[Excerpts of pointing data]

** Start **

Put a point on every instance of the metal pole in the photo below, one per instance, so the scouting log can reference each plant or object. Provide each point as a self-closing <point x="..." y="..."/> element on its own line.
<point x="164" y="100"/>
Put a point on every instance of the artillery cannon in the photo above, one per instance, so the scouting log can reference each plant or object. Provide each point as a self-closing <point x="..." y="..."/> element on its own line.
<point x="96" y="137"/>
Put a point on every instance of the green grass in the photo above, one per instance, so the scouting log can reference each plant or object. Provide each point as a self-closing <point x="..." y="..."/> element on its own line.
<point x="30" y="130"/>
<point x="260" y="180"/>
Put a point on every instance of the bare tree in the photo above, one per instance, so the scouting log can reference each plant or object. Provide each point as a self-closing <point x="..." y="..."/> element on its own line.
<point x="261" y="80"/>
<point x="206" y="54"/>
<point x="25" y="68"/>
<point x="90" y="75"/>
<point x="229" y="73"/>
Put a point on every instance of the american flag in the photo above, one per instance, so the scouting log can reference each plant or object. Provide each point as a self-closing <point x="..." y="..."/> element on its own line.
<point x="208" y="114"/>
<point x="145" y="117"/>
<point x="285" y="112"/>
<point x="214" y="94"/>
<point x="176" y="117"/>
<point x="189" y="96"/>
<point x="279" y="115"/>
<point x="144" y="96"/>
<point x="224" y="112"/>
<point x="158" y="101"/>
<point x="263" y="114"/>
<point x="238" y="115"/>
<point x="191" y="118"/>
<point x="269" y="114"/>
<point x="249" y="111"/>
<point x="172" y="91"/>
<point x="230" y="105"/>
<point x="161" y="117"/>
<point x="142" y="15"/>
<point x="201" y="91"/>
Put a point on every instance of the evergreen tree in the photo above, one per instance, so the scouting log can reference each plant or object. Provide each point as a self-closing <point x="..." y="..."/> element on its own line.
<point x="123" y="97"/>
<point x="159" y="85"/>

** End **

- [What is expected]
Return all of the entries exactly as they were supplied.

- [Expected answer]
Put a point on every instance of the metal pole in the photo below, one per instance, so the scouting log can reference each plant or object. Provide each point as a self-closing <point x="..." y="..."/> element on its own line.
<point x="164" y="100"/>
Put a point on every instance of the artillery cannon in the photo above, one per instance, so the scouting log can reference each plant or object. Provide each point as a self-closing <point x="..." y="..."/> element on its own line.
<point x="96" y="137"/>
Put a point on every instance of the green grass in the photo above, one per instance, so the scouting log can reference each plant or object. Provide each point as a self-closing <point x="..." y="..."/> element on its own line.
<point x="30" y="130"/>
<point x="260" y="180"/>
Put a point on every instance of the bare tree in the photo above, one per instance, so the scouting log can reference each plant or object. Provide each point as a self-closing <point x="..." y="..."/> element on its own line.
<point x="261" y="80"/>
<point x="206" y="54"/>
<point x="25" y="68"/>
<point x="90" y="75"/>
<point x="229" y="73"/>
Put a point on every instance of the american flag in the photo above, one per instance, so the scouting log can reference each plant or object. Provide each point as a self-closing <point x="..." y="..."/> element on its own line.
<point x="208" y="114"/>
<point x="145" y="117"/>
<point x="285" y="112"/>
<point x="214" y="94"/>
<point x="176" y="117"/>
<point x="189" y="96"/>
<point x="279" y="115"/>
<point x="144" y="96"/>
<point x="224" y="112"/>
<point x="158" y="101"/>
<point x="263" y="114"/>
<point x="238" y="115"/>
<point x="191" y="118"/>
<point x="269" y="114"/>
<point x="249" y="111"/>
<point x="172" y="91"/>
<point x="230" y="105"/>
<point x="161" y="117"/>
<point x="142" y="15"/>
<point x="201" y="91"/>
Put a point on every instance of the evergreen tree in the photo above, one per instance, so the scouting log can reference each plant or object. Provide each point as a self-closing <point x="..." y="..."/> element on its own line.
<point x="123" y="97"/>
<point x="159" y="85"/>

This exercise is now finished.